◆ **GIVEN TASK**
Can you copy the part of the passage on the qualities of a good language test that runs from "Test reliability considered" up to and including "supposed to measure."?

— Start EXTRACTED TEXT —

2.4. MAJOR CHARACTERISTICS OF A GOOD TEST
The most important consideration in designing a language test is its usefulness, and
this can be defined in terms of some basic test characteristics. To write a good test,
(Harrison, 1983:10) claims that it is essential for test designers to considerate reliability,
validity, discrimination and practically. These four test qualities all contribute to test
usefulness, so that they cannot be evaluated independently of each other.
2.4.1. Test reliability
As for Harrison, the reliability of a test is its consistency. It is important that the
student’s score should be the same (or as nearly the same) whether he takes one version of
a test or another, and whether one person marks the test or another. Reliability also means
the consistency with which a test measures the same thing all the time. There are therefore
three aspects to reliability: the circumstances in which the test is taken, the way in which it
is marked and the uniformity of the assessment it makes.
Test reliability considered by Moore (1992:110) as a measurement device and its
consistency is the dependability and trustworthiness of that device.
12
Bachman (1990:24), a leading testing expert describes reliability as “a quality of
test score”. He points out that if a student receives a low score on a test one day and high
score on the same test two days later, the test doesn’t yield consistent results, and the score
cannot be considered reliable indicator of the individual’s ability.
To sum up, reliability is a necessary characteristic of any good tests. In other words,
for a test, it to be valid at all, a test must first be reliable as a measuring instrument or it
should measure precisely whatever it is supposed to measure.
2.4.2. Test validity
Heaton (1991:159) defines validity as: “the extent to which the test measures what
is intended to measure”. A test is considered valid when it specifically measures what it is
supposed to access. In other words, the test interpretation made from its results is
appropriate to the purpose of testing.
Similarly, Henning (1987) states that a test is valid if it measures accurately what it
is intended to measure. This seems simple enough. However, it is not simple to say
whether or not a test is valid because of its variously different sub-kinds such as face,
content and construct, each of which deserves our attention. In this part I will present each
aspect in turn.
2.4.2.1. Face validity
According to Tim McNamara (2000:105) “face validity is a type of validity
referring to the degree to which a test appears to measure the knowledge or abilities it
claims to measure, as judged by untrained observer (such as the candidate taking the test,
or the institution which plans to administer it)”. Face validity is concerned with what
teachers and students think of the test. Does it appear to them a reasonable way of
assessing the students, or does it seem trivial, or too difficult, or unrealistic? A test which
pretended to measure pronunciation ability but which did not require the candidate to
speak might be thought to lack face validity. That means, face validity concerns the appeal
of the test to the popular judgement, typically that of other testers, teachers, moderators,
and test takers.
Alderson and Clapham and Wall (1995:173) recognized face validity as an
influence factor in testing. According to them, while opinions of students about tests are
not experts, they can be important because those opinions represent the kind of response
that you can get from the people who are taking the test. If a test does not appear to be
13
valid to the test takers, they may not do their best, so the perceptions of non-experts are
useful.

— End EXTRACTED TEXT —
— Start DATASET ENTRIES —

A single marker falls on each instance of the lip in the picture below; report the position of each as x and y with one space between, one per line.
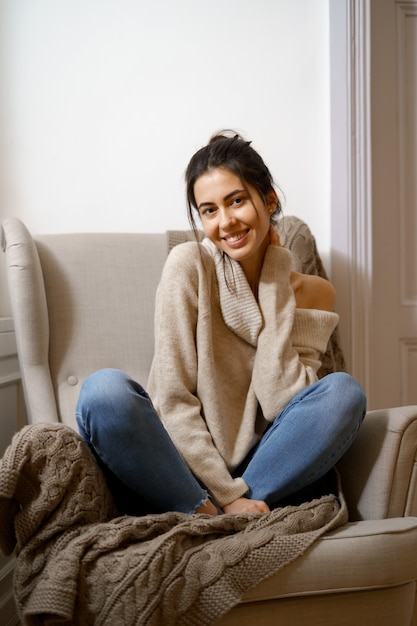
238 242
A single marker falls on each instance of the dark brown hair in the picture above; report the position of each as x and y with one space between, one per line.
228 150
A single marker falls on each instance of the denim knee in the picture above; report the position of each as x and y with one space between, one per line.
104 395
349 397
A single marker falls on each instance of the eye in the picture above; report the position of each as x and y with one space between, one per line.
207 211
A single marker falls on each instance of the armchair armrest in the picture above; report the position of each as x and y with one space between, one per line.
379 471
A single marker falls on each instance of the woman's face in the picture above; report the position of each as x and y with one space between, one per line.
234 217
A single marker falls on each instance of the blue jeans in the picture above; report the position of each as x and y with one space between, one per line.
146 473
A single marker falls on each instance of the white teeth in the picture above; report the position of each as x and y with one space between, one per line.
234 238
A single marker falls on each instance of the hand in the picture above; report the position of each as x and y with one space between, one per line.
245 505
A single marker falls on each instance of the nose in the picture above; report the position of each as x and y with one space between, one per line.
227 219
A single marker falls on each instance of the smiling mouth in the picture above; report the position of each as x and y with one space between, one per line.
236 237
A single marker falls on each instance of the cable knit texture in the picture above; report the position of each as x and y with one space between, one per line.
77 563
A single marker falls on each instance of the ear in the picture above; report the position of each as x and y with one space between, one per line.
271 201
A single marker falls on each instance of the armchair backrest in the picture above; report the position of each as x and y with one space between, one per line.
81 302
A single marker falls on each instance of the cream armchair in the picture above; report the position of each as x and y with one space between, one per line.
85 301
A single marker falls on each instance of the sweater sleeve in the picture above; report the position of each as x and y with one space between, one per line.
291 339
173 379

— End DATASET ENTRIES —

◆ **EXERCISE OUTPUT**
Test reliability considered by Moore (1992:110) as a measurement device and its
consistency is the dependability and trustworthiness of that device.
12
Bachman (1990:24), a leading testing expert describes reliability as “a quality of
test score”. He points out that if a student receives a low score on a test one day and high
score on the same test two days later, the test doesn’t yield consistent results, and the score
cannot be considered reliable indicator of the individual’s ability.
To sum up, reliability is a necessary characteristic of any good tests. In other words,
for a test, it to be valid at all, a test must first be reliable as a measuring instrument or it
should measure precisely whatever it is supposed to measure.